▶ [STORED DATA]:
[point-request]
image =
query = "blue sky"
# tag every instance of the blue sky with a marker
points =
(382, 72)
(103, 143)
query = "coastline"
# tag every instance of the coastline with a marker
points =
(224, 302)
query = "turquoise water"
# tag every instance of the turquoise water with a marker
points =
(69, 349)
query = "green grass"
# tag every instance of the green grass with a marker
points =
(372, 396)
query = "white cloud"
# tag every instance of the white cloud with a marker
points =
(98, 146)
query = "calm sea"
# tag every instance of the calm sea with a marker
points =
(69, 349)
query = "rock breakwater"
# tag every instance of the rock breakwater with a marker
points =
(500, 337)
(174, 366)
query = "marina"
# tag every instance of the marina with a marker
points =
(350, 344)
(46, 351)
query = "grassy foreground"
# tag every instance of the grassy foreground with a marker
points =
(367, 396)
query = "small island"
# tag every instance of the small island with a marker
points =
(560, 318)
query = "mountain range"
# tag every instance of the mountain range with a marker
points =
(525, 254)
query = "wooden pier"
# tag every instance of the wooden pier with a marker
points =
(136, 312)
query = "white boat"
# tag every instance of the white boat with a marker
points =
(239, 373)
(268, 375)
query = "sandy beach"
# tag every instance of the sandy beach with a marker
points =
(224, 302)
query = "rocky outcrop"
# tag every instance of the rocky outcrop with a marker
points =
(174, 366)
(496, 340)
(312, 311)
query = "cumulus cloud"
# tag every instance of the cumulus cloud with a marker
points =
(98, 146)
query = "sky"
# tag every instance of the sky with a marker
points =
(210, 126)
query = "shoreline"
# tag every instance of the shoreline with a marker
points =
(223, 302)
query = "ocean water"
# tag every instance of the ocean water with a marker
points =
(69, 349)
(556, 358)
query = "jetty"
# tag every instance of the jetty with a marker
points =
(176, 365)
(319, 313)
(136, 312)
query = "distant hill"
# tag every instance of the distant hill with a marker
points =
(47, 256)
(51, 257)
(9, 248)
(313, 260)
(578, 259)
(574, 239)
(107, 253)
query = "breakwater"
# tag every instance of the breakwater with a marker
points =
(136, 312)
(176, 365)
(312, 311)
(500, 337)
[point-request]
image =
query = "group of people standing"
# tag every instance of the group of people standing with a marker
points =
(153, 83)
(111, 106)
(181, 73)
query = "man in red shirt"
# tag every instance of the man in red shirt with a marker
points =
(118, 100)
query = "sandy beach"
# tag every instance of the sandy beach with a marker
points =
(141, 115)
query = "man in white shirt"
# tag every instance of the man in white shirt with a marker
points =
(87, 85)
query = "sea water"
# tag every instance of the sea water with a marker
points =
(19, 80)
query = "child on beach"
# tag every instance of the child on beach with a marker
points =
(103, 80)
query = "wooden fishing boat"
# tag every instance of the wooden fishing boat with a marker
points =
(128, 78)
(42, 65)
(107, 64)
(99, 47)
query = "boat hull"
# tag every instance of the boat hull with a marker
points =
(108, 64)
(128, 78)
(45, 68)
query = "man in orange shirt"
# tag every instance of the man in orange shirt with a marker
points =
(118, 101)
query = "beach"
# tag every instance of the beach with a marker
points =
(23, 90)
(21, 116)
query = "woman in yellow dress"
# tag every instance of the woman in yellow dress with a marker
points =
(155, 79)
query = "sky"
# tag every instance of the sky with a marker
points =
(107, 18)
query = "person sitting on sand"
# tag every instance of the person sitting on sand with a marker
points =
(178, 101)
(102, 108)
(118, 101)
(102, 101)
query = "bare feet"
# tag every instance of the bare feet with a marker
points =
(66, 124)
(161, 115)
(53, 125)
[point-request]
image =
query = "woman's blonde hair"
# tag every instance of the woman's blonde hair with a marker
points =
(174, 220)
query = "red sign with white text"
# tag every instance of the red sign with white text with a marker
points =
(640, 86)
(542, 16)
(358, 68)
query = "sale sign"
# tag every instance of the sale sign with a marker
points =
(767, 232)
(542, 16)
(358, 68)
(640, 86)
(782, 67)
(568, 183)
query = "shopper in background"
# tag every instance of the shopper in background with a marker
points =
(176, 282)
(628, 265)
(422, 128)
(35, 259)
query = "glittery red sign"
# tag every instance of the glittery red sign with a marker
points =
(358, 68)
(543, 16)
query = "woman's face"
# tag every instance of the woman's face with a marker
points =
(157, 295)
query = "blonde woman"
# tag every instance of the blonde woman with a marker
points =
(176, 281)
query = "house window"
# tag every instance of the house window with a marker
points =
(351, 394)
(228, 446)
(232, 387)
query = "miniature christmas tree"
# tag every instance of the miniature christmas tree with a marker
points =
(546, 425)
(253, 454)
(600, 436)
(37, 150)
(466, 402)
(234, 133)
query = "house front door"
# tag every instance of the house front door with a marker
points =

▶ [WHAT YOU HAVE TO DO]: Each line in the material above must be retyped without alteration.

▶ [REPLY TO THE TASK]:
[point-request]
image =
query = "blue sky"
# tag every instance of the blue sky with a marker
points =
(382, 72)
(103, 143)
query = "coastline"
# tag every instance of the coastline with a marker
points =
(224, 302)
query = "turquoise water"
# tag every instance of the turquoise water with a marker
points =
(69, 349)
query = "green grass"
# tag every instance of the green grass with a marker
points =
(372, 396)
query = "white cloud"
# tag every instance of the white cloud with a marker
points =
(98, 146)
query = "calm sea"
# tag every instance of the calm sea with a marker
points =
(69, 349)
query = "rock breakwater"
# tag every instance of the rock breakwater with a marker
points =
(500, 337)
(174, 366)
query = "marina"
# tag every instance of the marina with a marker
points =
(350, 344)
(46, 351)
query = "grassy foreground"
# tag every instance of the grassy foreground with a marker
points =
(367, 396)
query = "small island"
# tag every instance of the small island with a marker
points =
(560, 318)
query = "mountain range"
# tag every instance of the mountain range with a marker
points =
(525, 254)
query = "wooden pier"
# tag every instance of the wooden pier with a marker
points =
(136, 312)
query = "white boat"
# tag every instance of the white boat with a marker
points =
(239, 373)
(268, 375)
query = "sandy beach"
# tag every instance of the sandy beach with a marker
points =
(224, 302)
query = "rocky outcrop"
# tag every instance of the rocky outcrop with a marker
points =
(174, 366)
(496, 340)
(312, 311)
query = "cumulus cloud"
# tag every instance of the cumulus cloud with a marker
points =
(98, 146)
query = "sky"
# tag every instance of the sky with a marker
points =
(210, 126)
query = "shoreline"
# tag every instance of the shoreline with a marker
points =
(223, 302)
query = "ocean water"
# tag every instance of the ocean water with a marker
points =
(69, 349)
(556, 358)
query = "jetty"
# tag every instance of the jetty with a marker
points =
(176, 365)
(319, 313)
(136, 312)
query = "distant hill"
# tag every instance of the distant hill with a marker
points =
(47, 256)
(51, 257)
(9, 248)
(313, 260)
(578, 259)
(574, 239)
(107, 253)
query = "breakwater"
# tag every instance of the breakwater with a marker
points =
(136, 312)
(176, 365)
(312, 311)
(500, 337)
[point-request]
image =
query = "group of people standing"
# tag every instance of the group of people standing with a marker
points =
(153, 83)
(111, 106)
(181, 73)
query = "man in red shirt"
# tag every instance of the man in red shirt with a marker
points =
(118, 100)
query = "sandy beach"
# tag every instance of the sandy beach with a marker
points =
(141, 115)
query = "man in white shirt"
# tag every instance of the man in white shirt with a marker
points =
(87, 85)
query = "sea water"
# tag every instance of the sea water with a marker
points =
(19, 80)
query = "child on beach"
# tag every instance of the child on beach with a marker
points =
(103, 80)
query = "wooden fishing boat"
# tag every instance of the wooden fishing boat with a marker
points =
(128, 78)
(42, 65)
(107, 64)
(99, 47)
query = "boat hull"
# tag every instance of the boat hull with a marker
points =
(108, 64)
(128, 78)
(45, 68)
query = "man in orange shirt"
# tag every instance of the man in orange shirt with a marker
points =
(118, 101)
query = "beach"
# tag every instance of the beach with a marker
points =
(23, 90)
(21, 116)
query = "woman in yellow dress"
# tag every instance of the woman in yellow dress with a marker
points =
(155, 79)
query = "sky"
# tag every instance of the sky with a marker
points =
(107, 18)
query = "person sitting on sand"
# tag every instance of the person sitting on sand with a marker
points =
(178, 101)
(102, 108)
(118, 101)
(102, 101)
query = "bare feet"
# tag every instance of the bare feet with a marker
points =
(66, 124)
(161, 115)
(53, 125)
[point-request]
image =
query = "woman's blonde hair"
# tag every instance of the woman's blonde hair with a marker
points =
(174, 220)
query = "red sign with white text"
# tag every instance of the red sign with white text with a marker
points =
(640, 86)
(542, 16)
(358, 68)
query = "sale sign"
# tag every instance of the sale sign with a marker
points =
(767, 232)
(542, 16)
(358, 68)
(640, 86)
(782, 67)
(568, 183)
query = "shopper in background"
# tag every instance of the shopper in background with a marker
points =
(176, 282)
(628, 265)
(422, 128)
(35, 259)
query = "glittery red sign"
# tag every instance of the glittery red sign with a marker
points =
(358, 68)
(543, 16)
query = "woman's face"
# tag every instance of the woman's face with a marker
points =
(157, 295)
query = "blonde woman"
# tag every instance of the blonde woman with a marker
points =
(176, 281)
query = "house window"
# tag every instance of the house window with a marker
points =
(351, 394)
(228, 446)
(232, 387)
query = "miniature christmas tree"
# tag every instance of the miniature christmas tree with a marker
points =
(546, 425)
(253, 454)
(600, 436)
(37, 150)
(466, 402)
(234, 133)
query = "house front door"
# tag every instance of the house front door with a marker
points =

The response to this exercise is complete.